Hopeful Chimeric Innovations

 Hopes For The Future

    Human-animal chimeric technology is still relatively new, and scientists have not yet been given the go ahead to expand its research into other fields.  Yet, many scientists are hopeful aboutt he future of this new technology and what it may lead to.  These hopes consist mostly of ways to make life easier for humans, especially for those with physical impediments. 

Human Transplants

    Scientists all over the world have applied the newfound chimera technology to their own experiments.  For example, University of Nevada's Esmail Zanjani produced human livers in sheep in an attempt to see if the same could be done to correct in utero human defects. During his research Zanjani realized that human cells could be grown within animal organs, and even within the tissue itself.  This breakthrough may result in a permanant source of human organ transplants.  (Citation 2).

 Researcher Esmail Zanjani (Citation 7)

#### Records supplied:
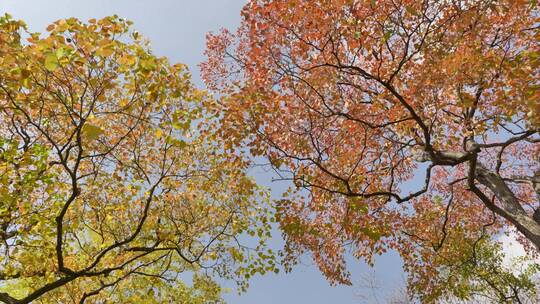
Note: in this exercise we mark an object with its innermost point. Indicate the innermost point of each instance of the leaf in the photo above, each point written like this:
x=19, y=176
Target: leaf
x=51, y=62
x=91, y=132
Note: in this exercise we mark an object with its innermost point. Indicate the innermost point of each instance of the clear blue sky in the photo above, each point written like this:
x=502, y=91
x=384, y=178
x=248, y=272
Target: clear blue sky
x=176, y=29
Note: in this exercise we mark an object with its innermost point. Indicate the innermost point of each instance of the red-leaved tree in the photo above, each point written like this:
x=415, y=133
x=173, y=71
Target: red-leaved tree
x=405, y=125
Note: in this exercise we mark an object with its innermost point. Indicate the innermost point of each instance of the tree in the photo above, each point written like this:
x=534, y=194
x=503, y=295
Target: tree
x=113, y=186
x=358, y=102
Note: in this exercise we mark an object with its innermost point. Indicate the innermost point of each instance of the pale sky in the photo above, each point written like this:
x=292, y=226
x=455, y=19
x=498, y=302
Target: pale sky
x=177, y=29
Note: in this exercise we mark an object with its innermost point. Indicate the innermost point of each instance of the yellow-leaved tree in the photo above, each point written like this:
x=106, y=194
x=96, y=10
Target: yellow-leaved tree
x=113, y=186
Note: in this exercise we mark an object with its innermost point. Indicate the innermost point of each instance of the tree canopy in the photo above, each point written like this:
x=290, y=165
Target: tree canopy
x=113, y=185
x=405, y=125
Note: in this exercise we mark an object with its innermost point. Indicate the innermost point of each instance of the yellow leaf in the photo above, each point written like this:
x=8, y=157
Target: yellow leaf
x=51, y=62
x=91, y=132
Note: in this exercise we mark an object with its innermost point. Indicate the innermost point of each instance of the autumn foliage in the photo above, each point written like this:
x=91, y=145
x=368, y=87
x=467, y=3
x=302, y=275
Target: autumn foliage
x=113, y=186
x=404, y=125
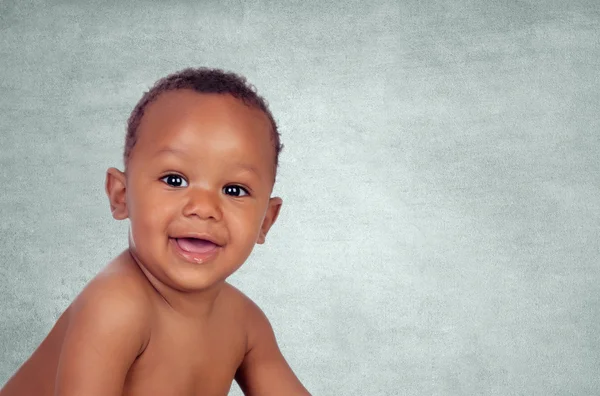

#### Aim of the task:
According to the page on hopeful chimeric innovations, which organs did Esmail Zanjani produce in sheep?

#### Response:
Human livers.